Copy out the lines below, swapping each "Coordinate format" for "Box format" and leaving everything else unchanged.

□ □ □ □ □

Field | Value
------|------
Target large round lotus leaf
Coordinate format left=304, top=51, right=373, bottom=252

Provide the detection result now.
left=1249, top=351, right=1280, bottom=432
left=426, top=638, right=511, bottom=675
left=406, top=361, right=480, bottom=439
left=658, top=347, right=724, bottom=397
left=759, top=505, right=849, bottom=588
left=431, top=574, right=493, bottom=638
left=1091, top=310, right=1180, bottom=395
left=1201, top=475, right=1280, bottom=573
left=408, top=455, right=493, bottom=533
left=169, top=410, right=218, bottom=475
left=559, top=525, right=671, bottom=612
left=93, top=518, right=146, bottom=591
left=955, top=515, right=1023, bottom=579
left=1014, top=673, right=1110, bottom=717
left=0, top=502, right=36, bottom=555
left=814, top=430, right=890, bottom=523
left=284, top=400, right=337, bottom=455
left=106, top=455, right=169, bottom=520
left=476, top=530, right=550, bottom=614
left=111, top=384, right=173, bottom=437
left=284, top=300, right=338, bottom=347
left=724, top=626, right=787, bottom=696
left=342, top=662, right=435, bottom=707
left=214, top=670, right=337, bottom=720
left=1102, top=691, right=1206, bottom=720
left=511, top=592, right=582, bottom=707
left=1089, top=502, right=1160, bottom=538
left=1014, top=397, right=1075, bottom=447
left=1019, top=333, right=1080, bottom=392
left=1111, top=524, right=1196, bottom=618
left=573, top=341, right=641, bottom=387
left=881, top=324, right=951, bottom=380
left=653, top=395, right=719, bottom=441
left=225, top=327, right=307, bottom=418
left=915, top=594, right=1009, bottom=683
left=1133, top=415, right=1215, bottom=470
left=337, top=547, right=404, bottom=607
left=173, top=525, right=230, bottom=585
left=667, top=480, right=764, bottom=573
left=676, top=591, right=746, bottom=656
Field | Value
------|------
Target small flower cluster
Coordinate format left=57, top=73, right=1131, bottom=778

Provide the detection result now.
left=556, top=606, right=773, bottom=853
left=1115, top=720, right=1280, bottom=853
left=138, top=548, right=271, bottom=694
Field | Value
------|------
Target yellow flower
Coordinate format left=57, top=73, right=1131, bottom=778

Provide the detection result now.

□ □ □ □ □

Result of the exercise ::
Field | Value
------|------
Target large round lotus leaf
Box format left=304, top=51, right=373, bottom=252

Provide the detection result now.
left=1249, top=351, right=1280, bottom=432
left=426, top=638, right=511, bottom=675
left=406, top=361, right=480, bottom=439
left=658, top=347, right=724, bottom=397
left=759, top=505, right=849, bottom=588
left=431, top=574, right=493, bottom=638
left=1091, top=310, right=1180, bottom=395
left=1201, top=475, right=1280, bottom=573
left=408, top=455, right=493, bottom=533
left=169, top=410, right=218, bottom=475
left=559, top=525, right=671, bottom=612
left=93, top=518, right=146, bottom=591
left=955, top=515, right=1023, bottom=579
left=1014, top=673, right=1110, bottom=717
left=0, top=502, right=36, bottom=555
left=814, top=430, right=890, bottom=523
left=284, top=400, right=337, bottom=455
left=106, top=455, right=169, bottom=520
left=476, top=530, right=550, bottom=614
left=111, top=384, right=173, bottom=437
left=284, top=300, right=338, bottom=347
left=724, top=626, right=787, bottom=696
left=342, top=662, right=435, bottom=707
left=214, top=670, right=337, bottom=720
left=1102, top=691, right=1206, bottom=720
left=511, top=592, right=582, bottom=707
left=1089, top=502, right=1160, bottom=538
left=1014, top=397, right=1075, bottom=447
left=1019, top=333, right=1080, bottom=392
left=1111, top=524, right=1196, bottom=618
left=573, top=341, right=641, bottom=387
left=881, top=324, right=951, bottom=380
left=653, top=395, right=719, bottom=441
left=225, top=327, right=307, bottom=418
left=915, top=594, right=1009, bottom=683
left=1133, top=415, right=1215, bottom=470
left=337, top=547, right=404, bottom=607
left=173, top=525, right=230, bottom=585
left=667, top=480, right=764, bottom=573
left=676, top=591, right=746, bottom=656
Field | Value
------|------
Target small flower cluster
Box format left=57, top=73, right=1131, bottom=778

Provide the detection result now.
left=556, top=606, right=773, bottom=853
left=1115, top=720, right=1280, bottom=853
left=138, top=548, right=271, bottom=694
Field | Value
------|------
Target yellow flower
Box format left=57, top=73, right=1131, bottom=778

Provide the detection result now.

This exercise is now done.